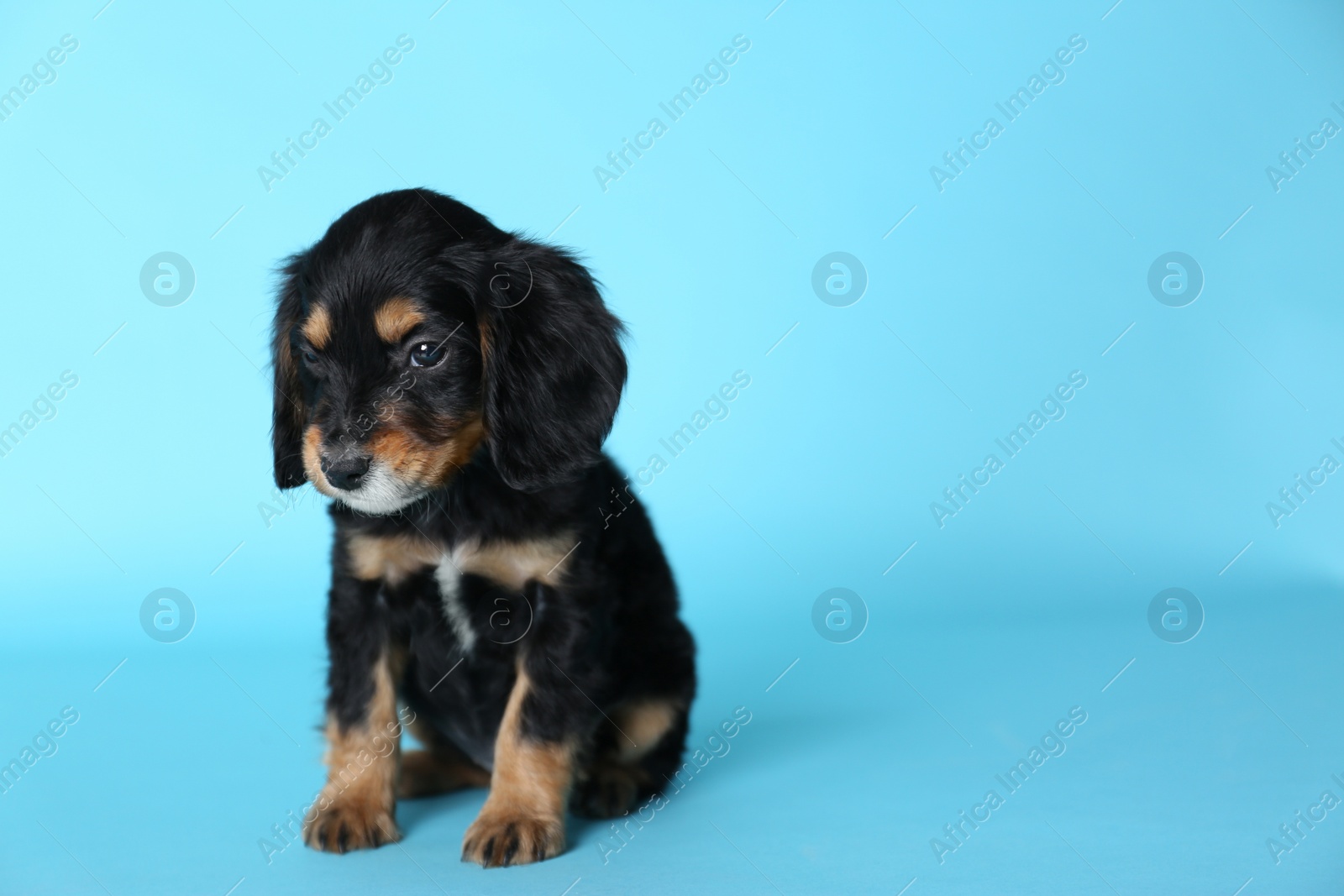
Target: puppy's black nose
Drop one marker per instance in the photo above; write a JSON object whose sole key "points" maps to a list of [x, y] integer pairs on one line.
{"points": [[346, 472]]}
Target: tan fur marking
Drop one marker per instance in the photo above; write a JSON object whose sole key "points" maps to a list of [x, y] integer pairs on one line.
{"points": [[355, 806], [644, 723], [390, 558], [318, 328], [396, 318], [512, 563], [523, 819], [421, 463]]}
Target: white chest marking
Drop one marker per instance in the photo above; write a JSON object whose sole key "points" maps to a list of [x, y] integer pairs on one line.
{"points": [[449, 589]]}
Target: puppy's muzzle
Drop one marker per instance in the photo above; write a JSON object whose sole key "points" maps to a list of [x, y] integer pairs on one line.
{"points": [[347, 470]]}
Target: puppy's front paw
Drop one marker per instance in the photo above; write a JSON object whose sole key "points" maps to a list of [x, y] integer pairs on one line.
{"points": [[351, 824], [497, 839]]}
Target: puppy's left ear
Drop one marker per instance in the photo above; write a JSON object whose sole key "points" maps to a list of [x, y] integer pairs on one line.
{"points": [[553, 364], [288, 412]]}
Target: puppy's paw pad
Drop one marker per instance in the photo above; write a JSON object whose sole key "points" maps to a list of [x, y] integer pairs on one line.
{"points": [[344, 826], [495, 841]]}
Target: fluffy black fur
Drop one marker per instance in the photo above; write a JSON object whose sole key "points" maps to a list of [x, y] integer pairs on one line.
-------
**Required action**
Verbatim copy, pictures excluded: output the lines from the first line of the records above through the line containing "Target: tan fur marking".

**Output**
Target: puppy's black nose
Drop one marker per instance in the photo above; write a JSON object whose sole key "points" maps to a list of [x, y] integer pairs on one line.
{"points": [[346, 472]]}
Target: tan fur marking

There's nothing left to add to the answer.